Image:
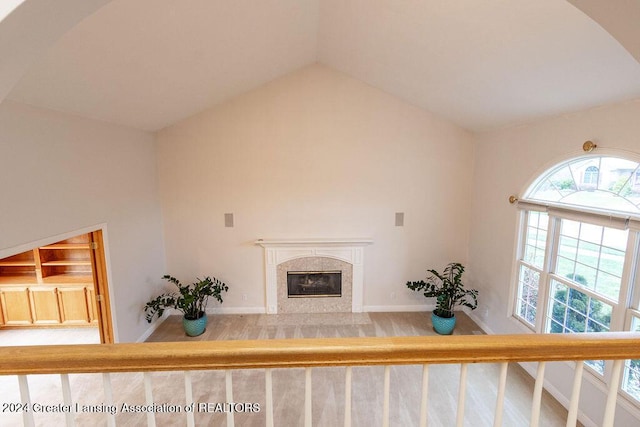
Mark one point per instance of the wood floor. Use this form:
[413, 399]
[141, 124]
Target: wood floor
[288, 385]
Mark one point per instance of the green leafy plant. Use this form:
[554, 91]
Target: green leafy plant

* What is expected:
Retype the listing exactly. Leave out its pictures.

* Written solution:
Image:
Mark one point per instance of the wood floor. Use this form:
[413, 399]
[141, 124]
Target: wood floor
[288, 385]
Mark one point per instance of the green leafy plant. Use this form:
[554, 91]
Target: green leafy plant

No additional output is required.